#### Auszug:
————
Seehofer hat zum Nachzug absichtlich zu hohe Zahlen in die Welt gesetzt. Tausende Geflüchtete blieben deshalb jahrelang von ihrer Familie getrennt.

Die CSU hat lange daran gearbeitet, Flüchtlingen das Recht auf Zusammenleben vorzuenthalten Foto: dpa

Berlin taz | 786. Das ist die Zahl der Visa, die Deutschland zwischen August und November für Angehörige von Flüchtlingen mit „eingeschränktem Schutzstatus“ ausgestellt hat. Im August war eine Regelung in Kraft getreten, nach der jeden Monat 1.000 solcher Angehöriger kommen dürfen. Nun sind es erheblich weniger.
————
#### Deine Aufgabe:
Nenne anhand des Auszugs die Zahl der Visa, die Deutschland zwischen August und November für Angehörige von Flüchtlingen mit „eingeschränktem Schutzstatus“ ausgestellt hat.

#### Material:
————
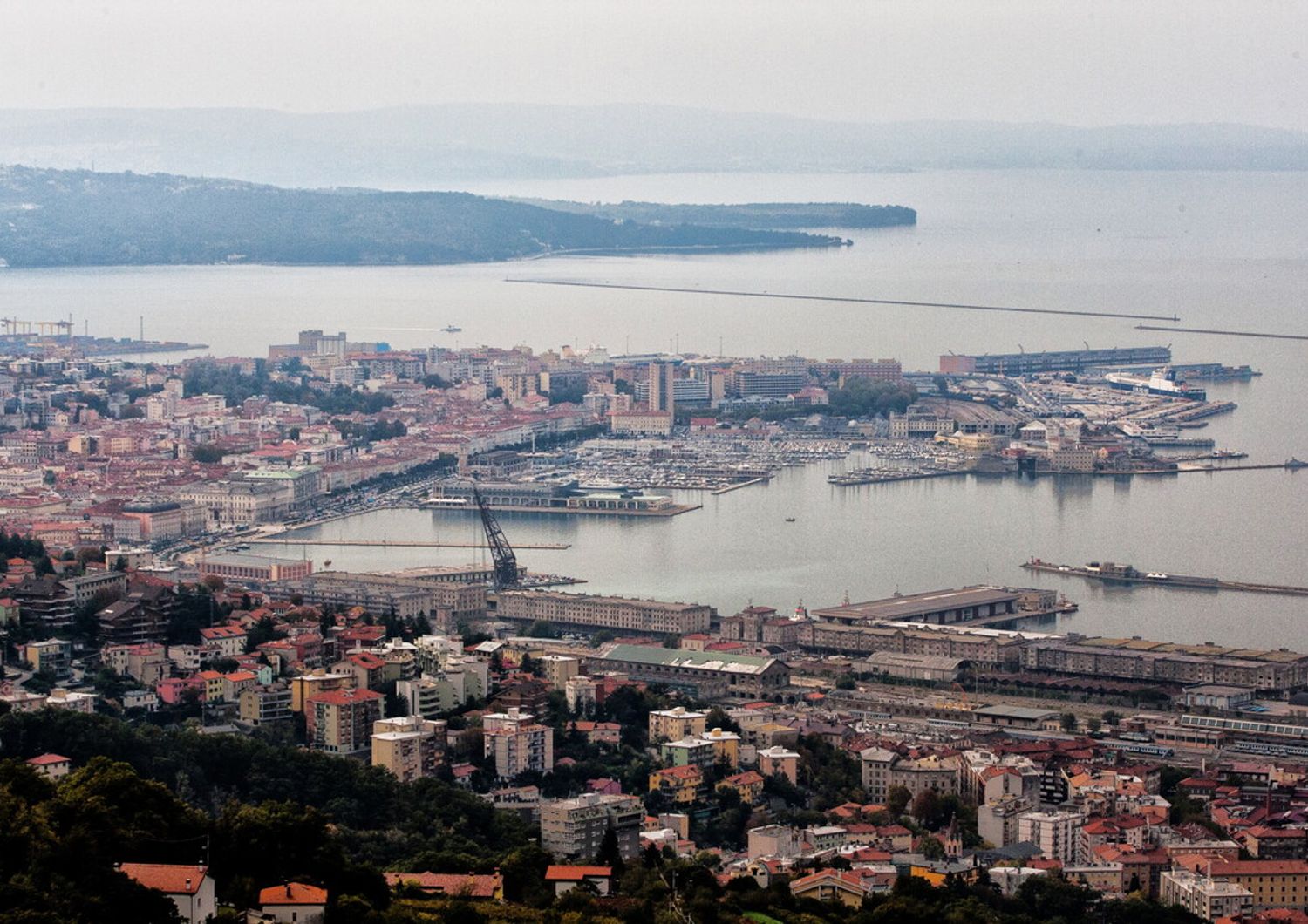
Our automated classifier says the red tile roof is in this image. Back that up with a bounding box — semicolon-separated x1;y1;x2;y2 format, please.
118;863;208;895
382;873;500;898
1213;860;1308;877
546;866;614;882
259;882;327;907
309;690;382;706
28;754;71;768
————
#### Vollständige Antwort:
786 Visa.